SUPPLIED INFORMATION:

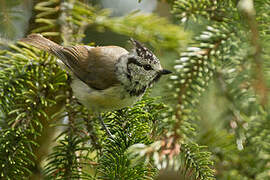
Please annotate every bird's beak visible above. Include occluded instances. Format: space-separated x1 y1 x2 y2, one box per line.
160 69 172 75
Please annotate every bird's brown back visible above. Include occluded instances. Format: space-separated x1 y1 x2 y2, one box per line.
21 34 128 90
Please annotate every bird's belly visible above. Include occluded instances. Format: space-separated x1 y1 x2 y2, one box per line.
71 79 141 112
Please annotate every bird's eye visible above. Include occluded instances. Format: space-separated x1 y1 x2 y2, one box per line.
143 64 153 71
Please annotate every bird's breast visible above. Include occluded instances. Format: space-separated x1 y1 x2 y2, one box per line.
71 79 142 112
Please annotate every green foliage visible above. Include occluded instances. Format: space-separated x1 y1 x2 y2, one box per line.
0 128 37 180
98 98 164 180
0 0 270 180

...

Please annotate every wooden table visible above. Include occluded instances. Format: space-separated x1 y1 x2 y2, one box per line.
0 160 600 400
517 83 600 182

TASK DIRECTIONS: Copy out the part of the material that opens with the line containing "Please annotate every green" and closes with the line containing "0 0 270 180", keeping both of those lines and every character unchanged.

RESULT FOR THIS TASK:
Please annotate every green foliage visible above. Include occluded instances. Format: space-separated x1 y1 x2 y2, one box per line.
0 128 37 180
98 98 164 180
0 0 270 180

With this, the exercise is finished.